• **BRIEF**:
Go through the records line by line and work out how many lines hold the word "snowy". Answer with the number only.

[[ INPUT open ]]

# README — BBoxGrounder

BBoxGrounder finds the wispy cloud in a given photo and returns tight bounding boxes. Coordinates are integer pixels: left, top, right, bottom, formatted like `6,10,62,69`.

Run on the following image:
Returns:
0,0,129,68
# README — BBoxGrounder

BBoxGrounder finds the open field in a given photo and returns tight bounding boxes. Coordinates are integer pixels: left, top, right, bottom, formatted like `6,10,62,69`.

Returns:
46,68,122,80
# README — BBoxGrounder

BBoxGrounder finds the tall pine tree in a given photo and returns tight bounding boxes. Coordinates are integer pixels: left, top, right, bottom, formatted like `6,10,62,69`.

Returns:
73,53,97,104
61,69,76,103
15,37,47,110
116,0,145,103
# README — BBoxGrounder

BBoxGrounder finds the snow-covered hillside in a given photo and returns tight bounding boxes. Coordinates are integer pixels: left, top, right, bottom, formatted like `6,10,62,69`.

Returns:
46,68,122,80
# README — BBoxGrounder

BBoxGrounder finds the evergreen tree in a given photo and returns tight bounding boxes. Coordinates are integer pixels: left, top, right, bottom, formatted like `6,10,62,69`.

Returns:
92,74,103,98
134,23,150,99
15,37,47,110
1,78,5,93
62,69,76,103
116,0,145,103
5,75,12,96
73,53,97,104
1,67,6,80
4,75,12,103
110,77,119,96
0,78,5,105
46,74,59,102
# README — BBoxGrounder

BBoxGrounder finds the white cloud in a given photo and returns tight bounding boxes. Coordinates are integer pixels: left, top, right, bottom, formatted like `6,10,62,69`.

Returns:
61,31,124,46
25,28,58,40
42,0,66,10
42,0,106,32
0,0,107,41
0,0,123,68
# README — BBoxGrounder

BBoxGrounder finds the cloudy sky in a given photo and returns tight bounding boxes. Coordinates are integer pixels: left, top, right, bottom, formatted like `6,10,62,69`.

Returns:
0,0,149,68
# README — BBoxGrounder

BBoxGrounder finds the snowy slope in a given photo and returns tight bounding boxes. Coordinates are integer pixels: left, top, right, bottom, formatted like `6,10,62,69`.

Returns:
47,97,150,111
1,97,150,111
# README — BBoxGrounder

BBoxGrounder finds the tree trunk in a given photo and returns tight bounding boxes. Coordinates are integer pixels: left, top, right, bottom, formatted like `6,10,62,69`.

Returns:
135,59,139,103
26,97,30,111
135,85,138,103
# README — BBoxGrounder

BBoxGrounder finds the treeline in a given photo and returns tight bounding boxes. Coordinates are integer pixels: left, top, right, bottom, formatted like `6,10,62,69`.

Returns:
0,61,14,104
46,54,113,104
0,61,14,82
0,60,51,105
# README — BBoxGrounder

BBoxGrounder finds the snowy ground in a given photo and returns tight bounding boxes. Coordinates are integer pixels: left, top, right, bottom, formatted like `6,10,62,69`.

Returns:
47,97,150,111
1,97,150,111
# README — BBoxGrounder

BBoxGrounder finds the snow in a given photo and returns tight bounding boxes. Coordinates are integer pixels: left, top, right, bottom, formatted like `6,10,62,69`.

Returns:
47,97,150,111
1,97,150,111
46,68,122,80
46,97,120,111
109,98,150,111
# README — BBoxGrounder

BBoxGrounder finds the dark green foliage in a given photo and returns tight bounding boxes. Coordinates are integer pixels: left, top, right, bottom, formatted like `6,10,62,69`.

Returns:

[[ INPUT closed ]]

• **PROBLEM SOLUTION**:
2